▶ **Metin bölümü**:
•••
Zil çaldı sınıfa girdik heyecan dorukta değerli öğretmenimiz sayın Latife Birgen sınıfa girdi hemen çıkarın kağıtları dedi. Kimsemiz oralı değiliz, tekrarladı, durum gene ayni kağıt çıkaran yok, birkeç defa tekrarladı, nasihat etti, uyardı durum ayni. Sınav notlarını yazdığı küçük defterciği çıkardı çantadan. Numara sırasına göre başladı isim isim sormaya, hayır diyene sıfırı yazmaya, benim numaram 130 üçüncü sıraydım, ben de hayır dedim, parantez açalım beni çok severdi Fizikte en iyi bendim özellikle problemlerde, sınavda önce problemlerden başladım cevaplamaya, benden hiç beklemediğini söyledi ve ekledi, ‘ sen zannedersen ki notların çok iyi olduğundan sıfır da alsan geçeceksin, bunda kanaat notum da olacaktır haberin olsun ‘ dedi, ve devam etti. Gerilerden kağıtlar çıkmaya başladı, kimisi sıfırdan sonra çıkarmaya başladı ama onları kabul etmedi. Kısacası kanaat notunu kullandımı bilmem zira mezuniyetten önce hem Orta okul hem Lise sonda eleme imtihanları olurdu tu baştan, elemelerde 5’ten aşağı not alan geçmezdi borcu sayılırdı isterse ortalaması 10 olsundu.
Şimdi bunları anlatmaktaki amacım, geçmişle şimdi okullardaki disiplinin ve sınavların benzerliği veya daha kolay/zor olup olmadığını herkesin karşılaştırma yapmasına olanak sağlamaktır. Hem en önemlisi en ufak bir şeyden habersiz eylem ve grevlerin yapılması ve bunlar yapılırken yönetimlere, Devletimize, Milli ve Manevi değerlerimize, ayni zamanda Devletin Milletin malına zarar verilmesine, devamla hakaretlerle ağıza alınamayacak küfürlerle Anavatanımıza karşı yakışıksız sözlerin sarf edilmesinin öğrenciler üzerinde ve halkımız nazarında ne kadar kötü etki yaptığını anlatmak, kaos ortamının ülkemize bir faydası olmadığını ve özellikle benim nazarımda Öğretmenlik mesleğinin kurumların en başında olması hasebiyle ne yazık ki geçmişteki itibarın yara aldığını göstermek istedim.
•••
▶ **Girdi verileri**:
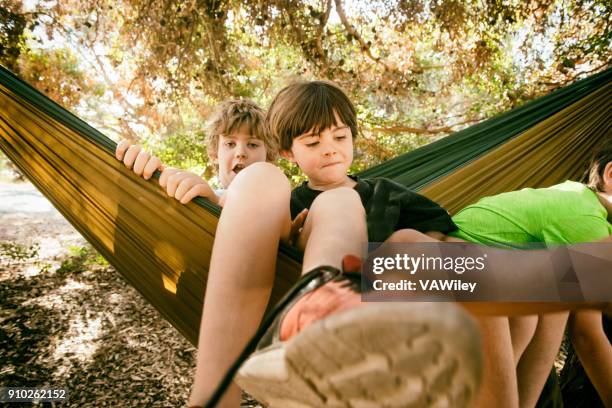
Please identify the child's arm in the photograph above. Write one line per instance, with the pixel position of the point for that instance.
(180, 184)
(592, 346)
•••
▶ **Yapılacaklar**:
- A) Sınav anısını anlatan metnin "Şimdi bunları anlatmaktaki" sözleriyle başlayıp "aldığını göstermek istedim." sözlerine kadar süren kısmını, "kaos ortamının" yerine "kargaşa ortamının" koyarak yeniden yazın.
- B) Şu ifadelerin sınav anısını anlatan metne uyup uymadığını belirtin ve her yanıtı metindeki belirleyici sözleri aynen alıntılayarak destekleyin: (i) Anlatıcının okul numarası 130'du. (ii) Öğretmen, sıfır yazıldıktan sonra çıkarılan kağıtları kabul etti. (iii) Anlatıcı, fizik sınavında önce problemleri cevaplamaya başladı.
- C) Sınav anısını anlatan metni, son cümlesinden sonra sürdürün.
Satırların bu işte hiçbir payı yoktur.

▶ **Yanıtlar**:
- A)
Şimdi bunları anlatmaktaki amacım, geçmişle şimdi okullardaki disiplinin ve sınavların benzerliği veya daha kolay/zor olup olmadığını herkesin karşılaştırma yapmasına olanak sağlamaktır. Hem en önemlisi en ufak bir şeyden habersiz eylem ve grevlerin yapılması ve bunlar yapılırken yönetimlere, Devletimize, Milli ve Manevi değerlerimize, ayni zamanda Devletin Milletin malına zarar verilmesine, devamla hakaretlerle ağıza alınamayacak küfürlerle Anavatanımıza karşı yakışıksız sözlerin sarf edilmesinin öğrenciler üzerinde ve halkımız nazarında ne kadar kötü etki yaptığını anlatmak, kargaşa ortamının ülkemize bir faydası olmadığını ve özellikle benim nazarımda Öğretmenlik mesleğinin kurumların en başında olması hasebiyle ne yazık ki geçmişteki itibarın yara aldığını göstermek istedim.

- B)
(i) Evet: "benim numaram 130 üçüncü sıraydım"
(ii) Hayır: "kimisi sıfırdan sonra çıkarmaya başladı ama onları kabul etmedi"
(iii) Evet: "sınavda önce problemlerden başladım cevaplamaya"

- C)
Şu güzel anımı anlatmadan geçemeyeceğim. Değerli öğretmenin Latife Hanımla en az 50 sene hiç karşılaşmadım, bazen dernek başkanı oluşundan basında falan gördüm. 2012-13 yılları falandı, eşimle Brüksel yolcusuydum THY’da. İstanbul’dan transit yerinde beklerken 15-20 kadar bayan yan tarafa oturdu kimisi karşıya, bazılarını tanıdım ekranlardan dolayı Kadınlar Birliğinden olduklarını anladım, birisi diğerine Latife Hanım nerede hala gelmedi dediğini duyunca şüphelendim, kalkıp sordum ve öğretmenim olduğunu öğrendim, şimdi gelir dedi. Uçağa girdik ama kendisini göremedim, uçak havalandı, az sonra sıra halinde sol koltuklara oturan Birliğin hanımlarından birisine adını bilirdim ama şimdi unuttum sordum hoca hanımı, en arkadadır dedi.
Gittim, koltukta yalnızdı buyur dedi, adımı söyledim NKL’den dedim yüzü güldü heyecanla 130 dedi. Hal hatırdan sonra sınıf arkadaşlarımı da ismen sorması beni çok etkiledi, Gökhan Noyan’ı, sınıfta arkamda oturan Mehmet Bayram’ı, yanında oturan Halil Ahmet Elci’yi (diş doktoru) 8 sene ayni sırayı paylaştığım Altunay Fahri’yi, ve Şenay Kemal Gekko’yu falan sordu. Ve anladım ki benim bildiğimden başkalarının tariflerinden çok daha müthiş ve değerli bir öğretmen ayni zamanda güzel bir insandır. Konuştuğum hanıma olanları anlattım, evet dedi öğretmenimizin hafızası çok mükemmeldir, asla unutmaz dedi. Allah sağlık versin kendilerine.